▸ EXCERPTED TEXT:
11.4        Termination for Financial Degradation.  Customer may terminate any Schedule(s) or portion(s) thereof by giving Supplier notice of the termination, effective as of the date specified in said notice, if there is a substantial doubt as to Supplier’s ability to continue as a going concern, as determined in accordance with generally accepted accounting principles.  In the event the Parties do not agree that Supplier is in such a condition, the Parties shall engage a mutually agreed upon, appropriately qualified independent auditor to make a final determination.

 

11.5        Termination for Cause by Customer.  Customer may terminate any Schedule(s) or portion(s) thereof by giving written notice thereof to Supplier and effective as of the termination date set forth in such notice, and without limiting Customer’s other rights or remedies under this Agreement, at law or in equity if:  (a) Supplier fails to perform any obligation under a Schedule in a material respect and does not cure such breach within thirty (30) calendar days after receipt of a notice of breach from Customer (or such longer period as the Parties may agree to in writing on a case by case basis), provided, that if Supplier works diligently and in good faith to cure such breach and such breach is not capable of being cured within thirty (30) days, Supplier may request a reasonable amount of additional time to cure such breach if it demonstrates that it is capable of curing such breach within the additional period, which request may be granted or denied in Customer’s sole discretion.

▸ TASK STATEMENT:
Pick up the contract termination provisions above where they stop and continue them in the same style.

▸ DATASET RECORDS:
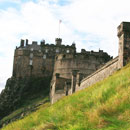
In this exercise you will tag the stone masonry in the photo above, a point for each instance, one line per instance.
(83, 72)
(70, 71)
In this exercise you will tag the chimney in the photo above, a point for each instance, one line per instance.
(22, 43)
(26, 42)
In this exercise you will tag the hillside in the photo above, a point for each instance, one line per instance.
(103, 106)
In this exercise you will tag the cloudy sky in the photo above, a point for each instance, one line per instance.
(91, 24)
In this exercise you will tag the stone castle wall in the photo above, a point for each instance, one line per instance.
(78, 82)
(38, 60)
(102, 73)
(85, 63)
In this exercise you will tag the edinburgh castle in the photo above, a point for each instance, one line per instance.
(70, 71)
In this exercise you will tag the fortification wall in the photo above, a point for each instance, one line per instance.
(86, 64)
(102, 73)
(32, 63)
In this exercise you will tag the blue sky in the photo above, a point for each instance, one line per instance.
(91, 24)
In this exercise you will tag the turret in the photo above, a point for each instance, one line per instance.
(58, 41)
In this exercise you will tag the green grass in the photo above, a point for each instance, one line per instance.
(103, 106)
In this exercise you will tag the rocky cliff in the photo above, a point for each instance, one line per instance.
(20, 90)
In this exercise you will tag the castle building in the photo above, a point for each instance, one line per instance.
(70, 71)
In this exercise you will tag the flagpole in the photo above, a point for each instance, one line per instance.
(59, 28)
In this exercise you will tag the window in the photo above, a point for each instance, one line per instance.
(68, 51)
(46, 50)
(31, 49)
(57, 50)
(30, 62)
(31, 55)
(44, 56)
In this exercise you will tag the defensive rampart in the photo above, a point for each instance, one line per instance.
(102, 73)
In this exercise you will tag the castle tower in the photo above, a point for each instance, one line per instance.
(58, 41)
(124, 43)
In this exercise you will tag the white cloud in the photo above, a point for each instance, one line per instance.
(91, 24)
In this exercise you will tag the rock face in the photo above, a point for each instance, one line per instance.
(19, 90)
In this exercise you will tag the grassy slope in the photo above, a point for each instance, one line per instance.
(103, 106)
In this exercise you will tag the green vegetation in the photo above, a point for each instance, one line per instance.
(103, 106)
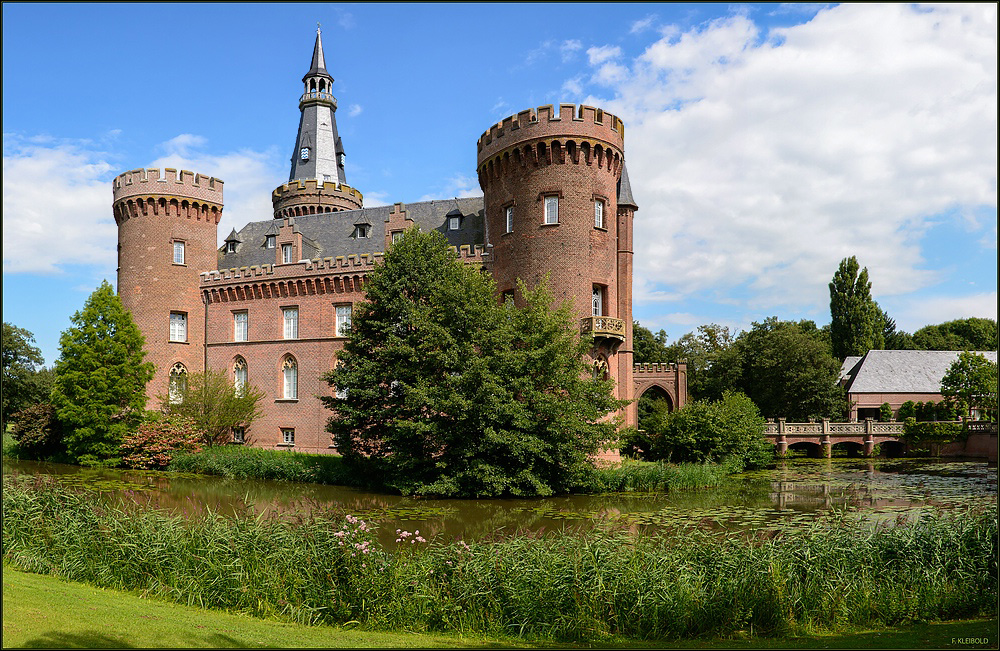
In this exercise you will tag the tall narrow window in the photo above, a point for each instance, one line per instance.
(551, 210)
(241, 326)
(291, 316)
(240, 375)
(290, 377)
(177, 383)
(178, 326)
(343, 320)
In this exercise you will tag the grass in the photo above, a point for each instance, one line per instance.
(46, 612)
(325, 567)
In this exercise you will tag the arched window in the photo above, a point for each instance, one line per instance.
(240, 375)
(290, 376)
(177, 383)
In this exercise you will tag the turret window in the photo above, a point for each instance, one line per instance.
(178, 326)
(178, 252)
(598, 214)
(551, 210)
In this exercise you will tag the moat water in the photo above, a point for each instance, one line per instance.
(798, 493)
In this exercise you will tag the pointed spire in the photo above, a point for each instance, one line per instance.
(318, 67)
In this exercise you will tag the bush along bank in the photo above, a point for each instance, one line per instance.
(328, 568)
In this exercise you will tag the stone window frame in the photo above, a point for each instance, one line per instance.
(600, 199)
(336, 318)
(175, 334)
(236, 325)
(182, 249)
(286, 312)
(544, 196)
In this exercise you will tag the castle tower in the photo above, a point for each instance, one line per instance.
(550, 184)
(317, 182)
(167, 230)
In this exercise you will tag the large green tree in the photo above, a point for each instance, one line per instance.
(446, 391)
(961, 334)
(101, 378)
(215, 405)
(785, 367)
(855, 322)
(971, 381)
(20, 361)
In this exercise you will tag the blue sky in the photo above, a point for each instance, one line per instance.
(764, 142)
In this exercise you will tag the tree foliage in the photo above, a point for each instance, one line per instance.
(961, 334)
(99, 391)
(856, 324)
(20, 375)
(785, 367)
(731, 428)
(449, 392)
(971, 381)
(215, 405)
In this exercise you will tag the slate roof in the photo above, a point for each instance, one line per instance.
(904, 371)
(329, 234)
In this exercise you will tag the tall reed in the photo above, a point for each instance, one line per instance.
(327, 567)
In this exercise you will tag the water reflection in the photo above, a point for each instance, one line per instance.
(796, 493)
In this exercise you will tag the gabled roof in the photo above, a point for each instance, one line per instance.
(329, 234)
(904, 371)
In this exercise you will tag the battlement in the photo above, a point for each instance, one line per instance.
(182, 185)
(638, 369)
(583, 122)
(315, 185)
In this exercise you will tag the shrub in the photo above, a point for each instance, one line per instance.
(158, 440)
(712, 431)
(907, 410)
(38, 432)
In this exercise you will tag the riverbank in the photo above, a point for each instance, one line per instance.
(327, 567)
(46, 612)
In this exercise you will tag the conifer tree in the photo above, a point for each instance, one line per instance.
(856, 325)
(446, 391)
(100, 385)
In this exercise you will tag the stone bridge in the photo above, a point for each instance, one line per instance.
(822, 436)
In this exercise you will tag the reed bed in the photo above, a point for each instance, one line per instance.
(327, 568)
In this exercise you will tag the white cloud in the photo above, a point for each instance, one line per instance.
(759, 161)
(643, 24)
(568, 49)
(56, 205)
(598, 55)
(458, 185)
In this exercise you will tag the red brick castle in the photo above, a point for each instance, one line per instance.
(271, 305)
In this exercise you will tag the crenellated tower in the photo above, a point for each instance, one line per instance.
(317, 182)
(551, 191)
(167, 231)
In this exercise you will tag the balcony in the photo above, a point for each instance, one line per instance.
(603, 327)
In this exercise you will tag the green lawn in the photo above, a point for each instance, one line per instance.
(45, 612)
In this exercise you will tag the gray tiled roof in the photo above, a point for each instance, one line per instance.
(905, 371)
(329, 234)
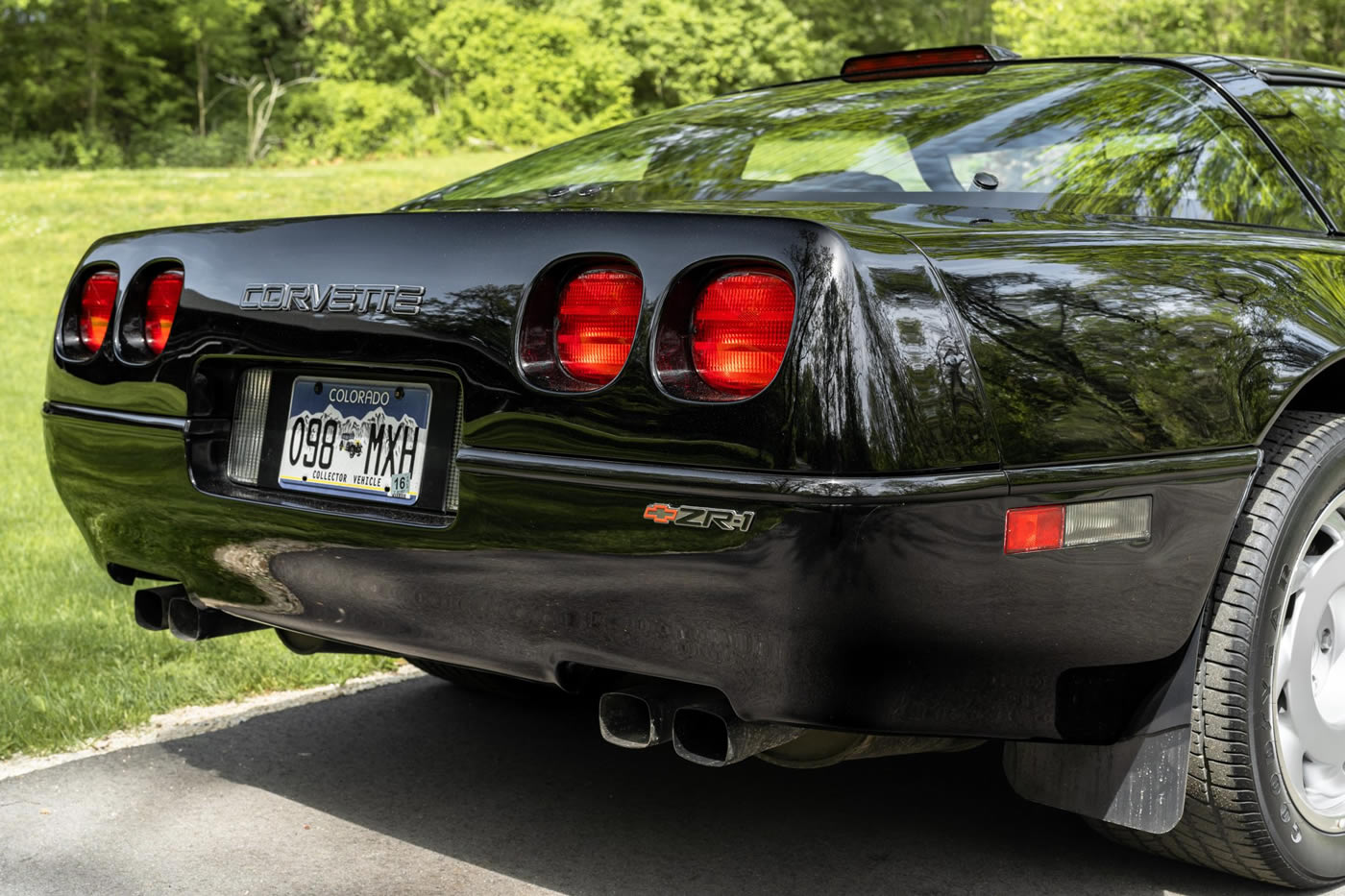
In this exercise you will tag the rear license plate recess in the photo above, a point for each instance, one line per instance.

▸ EXPECTED ANSWER:
 

11.6        Termination for Insolvency/Financial Degradation.  Customer may terminate this Agreement in whole, but not in part, in the event that Supplier (i) files for bankruptcy, (ii) becomes or is declared insolvent, or is the subject of any bona fide proceedings related to its liquidation, administration, provisional liquidation, insolvency or the appointment of a receiver or similar officer for it, (iii) passes a resolution for its voluntary liquidation, (iv) has a receiver or manager appointed over all or substantially all of its assets, (v) makes an assignment for the benefit of all or substantially all of its creditors, (vi) enters into an agreement or arrangement for the composition, extension or readjustment of substantially all of its obligations or any class of such obligations, (vii) has any of its publicly traded equities delisted from any stock exchange, or (viii)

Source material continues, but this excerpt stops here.